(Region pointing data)
= Beginning of Section =

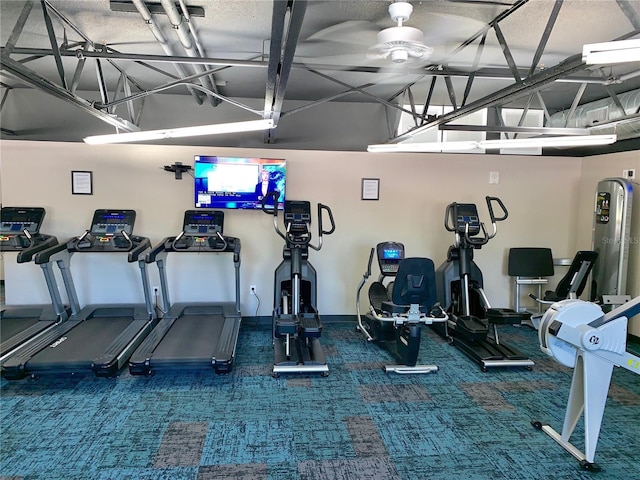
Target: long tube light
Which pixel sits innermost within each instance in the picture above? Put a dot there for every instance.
(559, 141)
(423, 147)
(611, 52)
(563, 141)
(199, 130)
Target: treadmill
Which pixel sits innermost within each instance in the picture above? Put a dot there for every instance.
(19, 324)
(200, 335)
(99, 337)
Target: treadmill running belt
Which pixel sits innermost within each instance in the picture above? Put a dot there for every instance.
(81, 344)
(191, 337)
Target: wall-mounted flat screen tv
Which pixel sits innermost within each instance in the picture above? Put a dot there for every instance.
(238, 182)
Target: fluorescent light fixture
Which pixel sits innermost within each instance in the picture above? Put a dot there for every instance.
(181, 132)
(564, 141)
(536, 142)
(611, 52)
(422, 147)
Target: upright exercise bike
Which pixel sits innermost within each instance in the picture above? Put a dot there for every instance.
(296, 323)
(400, 307)
(459, 285)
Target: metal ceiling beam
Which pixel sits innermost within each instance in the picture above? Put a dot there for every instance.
(504, 95)
(493, 73)
(33, 79)
(286, 23)
(545, 36)
(520, 129)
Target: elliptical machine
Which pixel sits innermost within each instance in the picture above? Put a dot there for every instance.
(296, 323)
(460, 291)
(399, 308)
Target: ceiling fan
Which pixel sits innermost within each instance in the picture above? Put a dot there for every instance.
(365, 43)
(400, 43)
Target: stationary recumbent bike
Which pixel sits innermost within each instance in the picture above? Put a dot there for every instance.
(401, 301)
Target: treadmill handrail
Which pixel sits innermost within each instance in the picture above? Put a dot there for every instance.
(25, 256)
(45, 255)
(137, 251)
(154, 254)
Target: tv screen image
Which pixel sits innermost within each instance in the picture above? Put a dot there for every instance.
(237, 182)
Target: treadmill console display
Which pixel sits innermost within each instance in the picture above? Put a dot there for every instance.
(112, 222)
(202, 231)
(111, 231)
(390, 254)
(203, 222)
(467, 214)
(16, 220)
(14, 223)
(297, 215)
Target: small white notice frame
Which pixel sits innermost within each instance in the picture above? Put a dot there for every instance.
(370, 189)
(81, 182)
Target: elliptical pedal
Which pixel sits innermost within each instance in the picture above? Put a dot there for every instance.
(310, 326)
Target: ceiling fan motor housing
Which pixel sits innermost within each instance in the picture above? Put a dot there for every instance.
(400, 11)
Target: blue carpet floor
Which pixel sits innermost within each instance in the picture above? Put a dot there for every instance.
(357, 423)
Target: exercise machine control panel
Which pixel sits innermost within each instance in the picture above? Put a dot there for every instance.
(202, 231)
(297, 216)
(390, 254)
(467, 217)
(20, 232)
(111, 231)
(203, 222)
(19, 226)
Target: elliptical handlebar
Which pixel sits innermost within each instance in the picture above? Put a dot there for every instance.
(273, 211)
(495, 219)
(450, 214)
(322, 231)
(461, 224)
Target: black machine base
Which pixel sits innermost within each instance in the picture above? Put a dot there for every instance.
(305, 356)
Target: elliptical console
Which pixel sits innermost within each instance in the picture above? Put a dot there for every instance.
(296, 323)
(460, 290)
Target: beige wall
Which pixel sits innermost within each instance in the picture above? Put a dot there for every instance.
(549, 201)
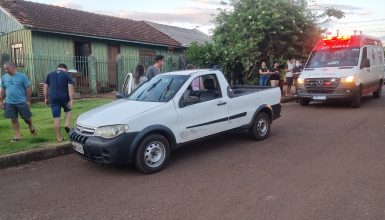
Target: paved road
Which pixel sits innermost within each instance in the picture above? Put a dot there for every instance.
(320, 162)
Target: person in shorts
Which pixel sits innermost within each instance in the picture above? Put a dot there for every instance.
(17, 90)
(61, 92)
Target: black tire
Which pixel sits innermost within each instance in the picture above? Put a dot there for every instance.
(152, 154)
(356, 101)
(377, 93)
(304, 101)
(261, 127)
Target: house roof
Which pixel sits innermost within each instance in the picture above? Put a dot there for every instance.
(49, 18)
(184, 36)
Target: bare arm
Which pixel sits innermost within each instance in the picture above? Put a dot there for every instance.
(29, 93)
(2, 92)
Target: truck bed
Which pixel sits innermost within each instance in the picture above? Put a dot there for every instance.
(240, 90)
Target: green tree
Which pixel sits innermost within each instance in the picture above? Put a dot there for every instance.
(256, 30)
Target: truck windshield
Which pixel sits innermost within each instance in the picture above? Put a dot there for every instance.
(334, 58)
(158, 89)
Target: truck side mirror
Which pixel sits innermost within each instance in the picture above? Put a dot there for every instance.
(365, 63)
(119, 95)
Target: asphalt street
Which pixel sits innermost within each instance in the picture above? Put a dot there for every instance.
(324, 161)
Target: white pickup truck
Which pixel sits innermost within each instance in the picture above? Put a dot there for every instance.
(168, 111)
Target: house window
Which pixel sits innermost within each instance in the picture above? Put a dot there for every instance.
(82, 51)
(147, 57)
(17, 54)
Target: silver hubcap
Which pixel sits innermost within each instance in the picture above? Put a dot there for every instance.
(262, 127)
(154, 154)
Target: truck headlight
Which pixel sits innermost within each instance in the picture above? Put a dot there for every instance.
(111, 131)
(300, 81)
(347, 79)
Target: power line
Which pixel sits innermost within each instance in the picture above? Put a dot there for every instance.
(355, 22)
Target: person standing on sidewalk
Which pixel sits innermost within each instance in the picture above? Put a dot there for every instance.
(274, 76)
(61, 93)
(17, 90)
(264, 73)
(296, 72)
(154, 70)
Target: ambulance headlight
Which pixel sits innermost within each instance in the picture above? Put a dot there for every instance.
(348, 79)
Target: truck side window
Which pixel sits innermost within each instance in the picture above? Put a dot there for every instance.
(205, 88)
(365, 62)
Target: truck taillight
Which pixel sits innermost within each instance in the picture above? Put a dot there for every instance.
(343, 37)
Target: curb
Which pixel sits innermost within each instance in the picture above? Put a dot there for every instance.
(35, 155)
(288, 99)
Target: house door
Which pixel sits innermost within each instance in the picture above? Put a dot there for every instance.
(113, 51)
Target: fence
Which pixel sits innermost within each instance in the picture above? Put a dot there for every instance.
(92, 75)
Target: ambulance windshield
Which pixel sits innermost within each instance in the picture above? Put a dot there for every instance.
(334, 58)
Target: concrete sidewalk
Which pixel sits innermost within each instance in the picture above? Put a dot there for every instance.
(55, 150)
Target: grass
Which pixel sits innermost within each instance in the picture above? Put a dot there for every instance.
(42, 120)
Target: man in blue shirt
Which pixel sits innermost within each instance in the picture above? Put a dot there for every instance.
(17, 90)
(61, 93)
(154, 70)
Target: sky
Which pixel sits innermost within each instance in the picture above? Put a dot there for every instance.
(367, 16)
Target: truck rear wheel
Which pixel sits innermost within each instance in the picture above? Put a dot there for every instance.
(377, 93)
(153, 154)
(261, 127)
(356, 101)
(304, 101)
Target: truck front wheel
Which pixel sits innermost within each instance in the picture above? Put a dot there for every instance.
(153, 154)
(377, 93)
(356, 101)
(261, 127)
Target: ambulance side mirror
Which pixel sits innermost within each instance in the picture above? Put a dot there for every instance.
(365, 63)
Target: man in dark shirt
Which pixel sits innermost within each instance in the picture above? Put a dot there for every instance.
(61, 91)
(296, 72)
(154, 70)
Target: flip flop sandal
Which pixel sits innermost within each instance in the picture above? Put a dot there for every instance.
(14, 140)
(33, 131)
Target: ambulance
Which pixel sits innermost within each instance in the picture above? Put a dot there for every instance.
(343, 68)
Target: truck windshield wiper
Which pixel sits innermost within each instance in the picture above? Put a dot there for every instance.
(149, 89)
(167, 89)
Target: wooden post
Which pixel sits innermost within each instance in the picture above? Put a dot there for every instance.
(4, 58)
(120, 71)
(92, 74)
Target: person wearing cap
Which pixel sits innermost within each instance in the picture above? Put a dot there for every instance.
(16, 88)
(61, 92)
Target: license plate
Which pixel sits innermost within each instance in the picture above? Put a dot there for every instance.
(78, 147)
(319, 97)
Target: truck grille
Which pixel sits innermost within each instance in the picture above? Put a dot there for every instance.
(87, 131)
(321, 83)
(78, 138)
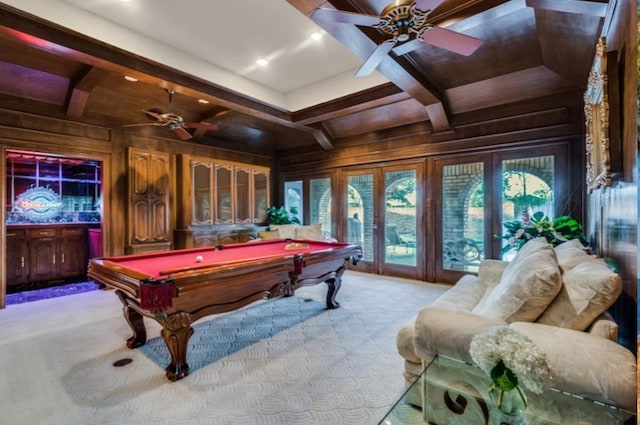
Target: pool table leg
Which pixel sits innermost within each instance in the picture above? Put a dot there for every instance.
(334, 285)
(135, 321)
(176, 331)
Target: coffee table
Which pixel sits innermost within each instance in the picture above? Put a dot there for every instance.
(454, 392)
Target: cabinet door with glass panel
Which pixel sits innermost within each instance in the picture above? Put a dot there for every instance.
(226, 192)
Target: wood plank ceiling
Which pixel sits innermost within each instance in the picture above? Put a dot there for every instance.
(530, 49)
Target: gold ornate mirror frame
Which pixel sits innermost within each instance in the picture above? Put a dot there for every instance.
(596, 111)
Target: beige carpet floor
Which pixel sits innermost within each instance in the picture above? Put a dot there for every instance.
(284, 361)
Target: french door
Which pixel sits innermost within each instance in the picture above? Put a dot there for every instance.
(384, 215)
(475, 196)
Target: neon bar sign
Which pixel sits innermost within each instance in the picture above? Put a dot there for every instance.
(38, 204)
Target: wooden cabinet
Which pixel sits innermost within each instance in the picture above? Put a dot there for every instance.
(17, 256)
(219, 202)
(41, 252)
(149, 187)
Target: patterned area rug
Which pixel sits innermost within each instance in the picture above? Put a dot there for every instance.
(52, 292)
(284, 361)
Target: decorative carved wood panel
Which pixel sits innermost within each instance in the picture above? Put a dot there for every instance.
(149, 187)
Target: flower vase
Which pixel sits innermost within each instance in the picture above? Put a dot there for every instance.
(510, 404)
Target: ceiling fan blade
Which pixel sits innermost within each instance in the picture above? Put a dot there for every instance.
(146, 124)
(182, 133)
(409, 46)
(202, 125)
(425, 5)
(375, 58)
(345, 17)
(451, 40)
(153, 114)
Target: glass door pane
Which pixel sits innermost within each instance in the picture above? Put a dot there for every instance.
(202, 193)
(224, 201)
(462, 216)
(527, 187)
(320, 204)
(400, 217)
(360, 213)
(293, 198)
(261, 196)
(243, 195)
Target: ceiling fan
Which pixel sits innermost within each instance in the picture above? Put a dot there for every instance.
(401, 20)
(172, 121)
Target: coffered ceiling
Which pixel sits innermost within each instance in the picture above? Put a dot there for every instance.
(67, 59)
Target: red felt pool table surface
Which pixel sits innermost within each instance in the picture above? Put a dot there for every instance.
(159, 265)
(174, 289)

= End of Section =

What is needed :: Search the entries above for the string "pool". Copy each line in which it appears.

Expected answer ::
Target: pool table leg
Target: red felt pool table surface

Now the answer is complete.